Wat is het toch dat zowat iedereen rond Pasen de kriebels krijgt. Jong en oud, gelovig of niet. Rond Pasen hangt er iets in de lucht: de sfeer van een nieuw begin. Dan verlang je naar de lente, ben je blij met elke bloem die haar stinkende best doet om boven de grond uit te komen en verwonder je je over de talrijke bloesemexplosies. Rondom Pasen krijg je het gevoel dat alles weer mogelijk is. Dat het allemaal weer goed kan komen. Dat vastgeroeste zaken weer vlotgetrokken zullen worden, omdat er nieuwe energie in komt. Pasen wordt geassocieerd met vruchtbaarheid en geboorte. Logisch dus dat we met Pasen meer eieren eten dan goed voor ons is, paastakken in een vaas zetten en de paashaas een prominente plek geven.
Toch wel slim van al die gelovigen om het Paasfeest zo ongeveer gelijk te laten vallen met de wedergeboorte – of zo je wilt de opstanding – van de natuur. Met het moment waarop heidenen al meer dan 2.000 jaar het feest van de nieuwe vruchtbaarheid vieren. En het moment waarop wereldwijd alle oervolkeren weten dat de natuur na maanden van donkerte, kou en schaarste uit haar winterslaap ontwaakt en begint aan een nieuwe levenscyclus. Pasen is voor mij een feest van hoop en vertrouwen; dat niet de dood het laatste woord heeft, maar er altijd een nieuw begin is. Omdat dit geen kwestie van geloof is, maar gewoon een natuurwet.
Toch doet Pasen mij ook elk jaar weer terugdenken aan vroeger; aan mijn kinderjaren. Bij ons thuis hadden we de gewoonte om twee keer per jaar aankopen te doen als de garderobe van een van de kinderen dat vereiste. Tussentijds werd er nooit wat gekocht; daar was eenvoudigweg geen geld en geen tijd voor. Als je gedurende het jaar uit een kledingstuk groeide ging het gewoon van het ene kind over naar het andere kind. Ik was het derde meisje in de rij; dus dan kun je je wel voorstellen hoe blij ik was met die doodenkele keer dat ik eindelijk eens iets nieuws kreeg. Dan startte het avontuur met een treinreis naar den Bosch om in die grote stad vervolgens de hele C&A af te struinen naar een betaalbaar koopje dat goed gecombineerd kon worden met de nog resterende garderobe. Niks mode, gewoon functioneel en vooral netjes. En waar de aankopen in het najaar ons uiteraard door een koude winter moesten helpen, waren de aankopen in het voorjaar bedoeld om de lente te verwelkomen.

* Geselecteerde gegevens:
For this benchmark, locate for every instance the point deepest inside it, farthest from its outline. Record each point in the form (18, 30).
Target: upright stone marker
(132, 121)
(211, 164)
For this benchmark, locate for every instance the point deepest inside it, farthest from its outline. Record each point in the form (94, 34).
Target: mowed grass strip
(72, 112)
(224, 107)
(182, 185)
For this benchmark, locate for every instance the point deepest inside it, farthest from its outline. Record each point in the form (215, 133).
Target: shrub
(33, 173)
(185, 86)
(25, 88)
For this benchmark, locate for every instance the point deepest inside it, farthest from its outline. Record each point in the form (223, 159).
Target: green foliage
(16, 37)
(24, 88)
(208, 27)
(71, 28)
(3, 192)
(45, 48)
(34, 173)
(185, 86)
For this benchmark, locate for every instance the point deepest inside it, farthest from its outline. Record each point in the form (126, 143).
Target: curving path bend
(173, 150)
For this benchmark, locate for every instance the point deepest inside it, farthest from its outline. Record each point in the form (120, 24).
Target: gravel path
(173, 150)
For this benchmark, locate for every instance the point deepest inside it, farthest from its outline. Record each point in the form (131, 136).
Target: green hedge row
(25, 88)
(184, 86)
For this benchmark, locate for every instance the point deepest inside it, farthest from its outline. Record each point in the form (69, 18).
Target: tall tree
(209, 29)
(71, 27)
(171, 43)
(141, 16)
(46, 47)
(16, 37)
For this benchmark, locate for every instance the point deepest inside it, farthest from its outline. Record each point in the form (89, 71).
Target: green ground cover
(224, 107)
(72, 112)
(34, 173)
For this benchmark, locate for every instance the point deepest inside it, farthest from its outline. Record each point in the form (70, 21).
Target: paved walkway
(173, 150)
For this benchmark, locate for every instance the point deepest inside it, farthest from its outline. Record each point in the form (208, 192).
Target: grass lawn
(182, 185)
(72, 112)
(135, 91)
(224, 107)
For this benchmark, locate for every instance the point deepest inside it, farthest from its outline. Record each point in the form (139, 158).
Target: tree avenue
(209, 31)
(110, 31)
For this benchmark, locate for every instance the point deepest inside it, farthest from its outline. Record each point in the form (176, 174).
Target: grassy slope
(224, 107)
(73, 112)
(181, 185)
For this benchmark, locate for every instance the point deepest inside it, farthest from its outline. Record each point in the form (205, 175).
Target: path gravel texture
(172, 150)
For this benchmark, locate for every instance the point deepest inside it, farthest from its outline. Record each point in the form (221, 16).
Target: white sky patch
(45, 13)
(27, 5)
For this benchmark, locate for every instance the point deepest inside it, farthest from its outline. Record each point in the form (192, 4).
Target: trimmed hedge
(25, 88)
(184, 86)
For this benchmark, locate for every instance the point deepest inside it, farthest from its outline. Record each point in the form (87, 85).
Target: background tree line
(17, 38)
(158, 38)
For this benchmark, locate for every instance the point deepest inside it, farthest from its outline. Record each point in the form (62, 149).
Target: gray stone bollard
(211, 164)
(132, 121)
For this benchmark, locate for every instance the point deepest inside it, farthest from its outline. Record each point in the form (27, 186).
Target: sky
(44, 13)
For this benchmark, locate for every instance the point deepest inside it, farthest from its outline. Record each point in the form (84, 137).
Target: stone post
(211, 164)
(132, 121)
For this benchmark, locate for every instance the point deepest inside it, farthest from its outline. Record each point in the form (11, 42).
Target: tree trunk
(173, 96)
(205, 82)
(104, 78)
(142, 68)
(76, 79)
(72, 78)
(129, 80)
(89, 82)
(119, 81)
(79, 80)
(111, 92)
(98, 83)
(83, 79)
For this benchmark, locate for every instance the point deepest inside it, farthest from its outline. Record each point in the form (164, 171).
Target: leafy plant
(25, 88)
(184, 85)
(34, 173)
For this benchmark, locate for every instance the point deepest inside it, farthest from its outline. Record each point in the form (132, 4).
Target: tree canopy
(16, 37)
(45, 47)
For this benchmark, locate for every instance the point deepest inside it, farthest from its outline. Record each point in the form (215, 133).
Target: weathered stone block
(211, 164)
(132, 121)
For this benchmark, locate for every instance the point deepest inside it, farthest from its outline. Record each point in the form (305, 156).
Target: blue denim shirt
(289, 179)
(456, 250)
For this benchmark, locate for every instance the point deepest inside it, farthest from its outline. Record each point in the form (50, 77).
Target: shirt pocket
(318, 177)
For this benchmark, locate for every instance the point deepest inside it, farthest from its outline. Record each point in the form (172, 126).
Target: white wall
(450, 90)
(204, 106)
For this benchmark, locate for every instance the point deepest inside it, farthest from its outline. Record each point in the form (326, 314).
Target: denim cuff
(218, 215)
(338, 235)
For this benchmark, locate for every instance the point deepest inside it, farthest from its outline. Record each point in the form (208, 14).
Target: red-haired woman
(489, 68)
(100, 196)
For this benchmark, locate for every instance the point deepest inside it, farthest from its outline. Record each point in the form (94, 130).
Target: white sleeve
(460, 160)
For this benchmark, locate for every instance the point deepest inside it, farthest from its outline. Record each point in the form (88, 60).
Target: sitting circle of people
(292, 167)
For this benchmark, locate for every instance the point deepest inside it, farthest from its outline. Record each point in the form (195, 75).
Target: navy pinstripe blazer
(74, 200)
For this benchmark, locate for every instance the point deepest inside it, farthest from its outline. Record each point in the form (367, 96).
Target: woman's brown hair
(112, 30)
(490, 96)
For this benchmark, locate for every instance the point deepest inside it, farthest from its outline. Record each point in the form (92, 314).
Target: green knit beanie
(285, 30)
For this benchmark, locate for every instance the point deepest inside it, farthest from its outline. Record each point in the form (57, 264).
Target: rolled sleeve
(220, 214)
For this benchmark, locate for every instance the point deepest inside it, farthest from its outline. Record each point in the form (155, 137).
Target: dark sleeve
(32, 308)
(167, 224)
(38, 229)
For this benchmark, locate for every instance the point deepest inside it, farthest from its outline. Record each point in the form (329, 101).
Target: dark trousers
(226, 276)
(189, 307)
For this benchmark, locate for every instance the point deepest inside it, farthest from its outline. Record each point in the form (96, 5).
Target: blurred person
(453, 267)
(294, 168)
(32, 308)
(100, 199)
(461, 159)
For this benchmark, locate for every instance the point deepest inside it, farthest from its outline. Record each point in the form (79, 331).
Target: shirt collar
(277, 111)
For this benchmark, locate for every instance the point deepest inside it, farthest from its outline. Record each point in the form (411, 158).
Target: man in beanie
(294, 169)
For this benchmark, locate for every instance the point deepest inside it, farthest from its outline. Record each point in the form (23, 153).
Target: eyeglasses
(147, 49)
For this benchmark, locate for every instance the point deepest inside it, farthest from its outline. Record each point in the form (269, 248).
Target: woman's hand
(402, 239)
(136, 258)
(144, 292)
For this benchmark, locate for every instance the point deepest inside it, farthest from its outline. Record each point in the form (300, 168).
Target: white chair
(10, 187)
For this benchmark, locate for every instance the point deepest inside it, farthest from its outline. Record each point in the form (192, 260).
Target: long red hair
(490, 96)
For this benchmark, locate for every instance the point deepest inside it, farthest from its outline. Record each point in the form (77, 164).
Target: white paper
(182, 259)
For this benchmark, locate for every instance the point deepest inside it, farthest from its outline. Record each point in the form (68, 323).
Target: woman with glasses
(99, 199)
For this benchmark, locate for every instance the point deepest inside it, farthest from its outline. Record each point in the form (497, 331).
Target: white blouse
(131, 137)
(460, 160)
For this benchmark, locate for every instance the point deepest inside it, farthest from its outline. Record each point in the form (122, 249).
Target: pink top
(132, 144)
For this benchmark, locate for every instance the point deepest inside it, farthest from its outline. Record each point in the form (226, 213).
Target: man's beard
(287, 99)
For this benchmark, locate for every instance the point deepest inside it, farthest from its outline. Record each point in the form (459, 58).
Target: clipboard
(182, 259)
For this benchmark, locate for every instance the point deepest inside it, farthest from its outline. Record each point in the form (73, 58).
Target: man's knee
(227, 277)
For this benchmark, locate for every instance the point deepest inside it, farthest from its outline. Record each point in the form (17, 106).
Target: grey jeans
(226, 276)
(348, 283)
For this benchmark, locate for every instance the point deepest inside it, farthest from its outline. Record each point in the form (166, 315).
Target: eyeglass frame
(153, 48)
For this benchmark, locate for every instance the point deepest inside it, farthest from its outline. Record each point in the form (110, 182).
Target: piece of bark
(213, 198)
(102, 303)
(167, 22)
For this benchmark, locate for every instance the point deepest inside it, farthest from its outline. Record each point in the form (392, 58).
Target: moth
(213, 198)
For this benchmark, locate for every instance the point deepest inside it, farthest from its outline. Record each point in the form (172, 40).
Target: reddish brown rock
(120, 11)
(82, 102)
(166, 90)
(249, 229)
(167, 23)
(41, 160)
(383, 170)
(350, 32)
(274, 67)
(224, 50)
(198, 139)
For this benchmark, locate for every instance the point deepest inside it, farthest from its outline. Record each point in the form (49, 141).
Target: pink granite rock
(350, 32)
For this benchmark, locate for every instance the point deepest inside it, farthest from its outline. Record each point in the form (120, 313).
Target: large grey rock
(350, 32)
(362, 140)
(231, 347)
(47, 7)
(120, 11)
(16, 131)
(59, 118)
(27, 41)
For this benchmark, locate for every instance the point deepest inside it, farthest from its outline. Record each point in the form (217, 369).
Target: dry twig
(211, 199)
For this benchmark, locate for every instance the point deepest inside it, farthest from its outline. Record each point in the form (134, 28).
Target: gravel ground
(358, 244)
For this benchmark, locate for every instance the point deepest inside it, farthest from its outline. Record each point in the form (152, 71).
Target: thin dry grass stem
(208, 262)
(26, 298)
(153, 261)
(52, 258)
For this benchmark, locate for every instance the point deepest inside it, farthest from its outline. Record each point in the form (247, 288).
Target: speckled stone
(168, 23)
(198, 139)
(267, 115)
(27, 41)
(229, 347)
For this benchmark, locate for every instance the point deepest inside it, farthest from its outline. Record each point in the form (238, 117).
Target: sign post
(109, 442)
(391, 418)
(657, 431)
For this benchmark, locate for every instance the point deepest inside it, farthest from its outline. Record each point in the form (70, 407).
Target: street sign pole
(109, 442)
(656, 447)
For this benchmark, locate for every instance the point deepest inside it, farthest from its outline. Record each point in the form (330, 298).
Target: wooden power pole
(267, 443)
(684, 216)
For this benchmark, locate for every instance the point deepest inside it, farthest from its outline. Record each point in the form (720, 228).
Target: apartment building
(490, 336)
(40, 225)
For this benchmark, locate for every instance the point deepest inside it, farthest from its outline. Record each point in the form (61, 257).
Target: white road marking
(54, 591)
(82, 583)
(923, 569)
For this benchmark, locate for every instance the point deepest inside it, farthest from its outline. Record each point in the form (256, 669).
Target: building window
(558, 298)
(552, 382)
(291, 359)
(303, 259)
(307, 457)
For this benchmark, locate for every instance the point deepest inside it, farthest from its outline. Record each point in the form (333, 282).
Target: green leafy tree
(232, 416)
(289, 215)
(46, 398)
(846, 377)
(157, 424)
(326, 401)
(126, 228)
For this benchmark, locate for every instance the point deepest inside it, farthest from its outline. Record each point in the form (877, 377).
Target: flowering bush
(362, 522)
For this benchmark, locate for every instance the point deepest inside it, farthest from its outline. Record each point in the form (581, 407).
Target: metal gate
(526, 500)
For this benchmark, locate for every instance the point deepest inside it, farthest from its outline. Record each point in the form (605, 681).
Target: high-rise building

* Opdracht A: Hoe vaak per jaar werd er volgens de tekst over Pasen thuis nieuwe kleding gekocht?
* Opdracht B: Vat de tekst over Pasen samen in twee zinnen.
* Opdracht C: Zet de tekst over Pasen voort na de laatste zin.

* Verwacht antwoord A: Twee keer per jaar, als de garderobe van een van de kinderen dat nodig had.

* Verwacht antwoord B: Rond Pasen voelt bijna iedereen een nieuw begin, en omdat het feest ongeveer samenvalt met het ontwaken van de natuur, is het voor de schrijver een feest van hoop en vertrouwen. Pasen roept ook herinneringen op aan de kinderjaren, toen er maar twee keer per jaar kleding werd gekocht en de schrijver als derde meisje in de rij heel blij was met iets nieuws.

* Verwacht antwoord C:
Niet eerder dan de eerste Paasdag mocht je de nieuwe kleren aantrekken. En weer of geen weer; vanaf dat moment paradeerden mijn zussen en ik met blote beentjes in een kort rokje of leuk jurkje en liep mijn broertje stoer in zijn korte broekje. En koud dat we het vaak hadden! Niet te zuinig. Want iedereen wil wel stralend weer met Pasen, maar dat krijgen we natuurlijk niet altijd. De dag voor Pasen verhuisden de maillot, lange broek en winterjas naar de kasten op zolder een gingen we over op het voorjaars/zomertenue; ongeacht hoe koud het dan nog was. Maar met Pasen zagen we er allemaal op en top netjes uit. Er op z’n Paasbest uitzien… het kan niet anders dan dat deze uitdrukking hier vandaan komt. Vol trots liepen wij rond in onze nieuwe kleren of de zon nou scheen of niet. En je voelde de spanning in de lucht hangen. De spanning van een nieuw begin waar je nog onbevangen en vol hoop vrijuit over kon fantaseren.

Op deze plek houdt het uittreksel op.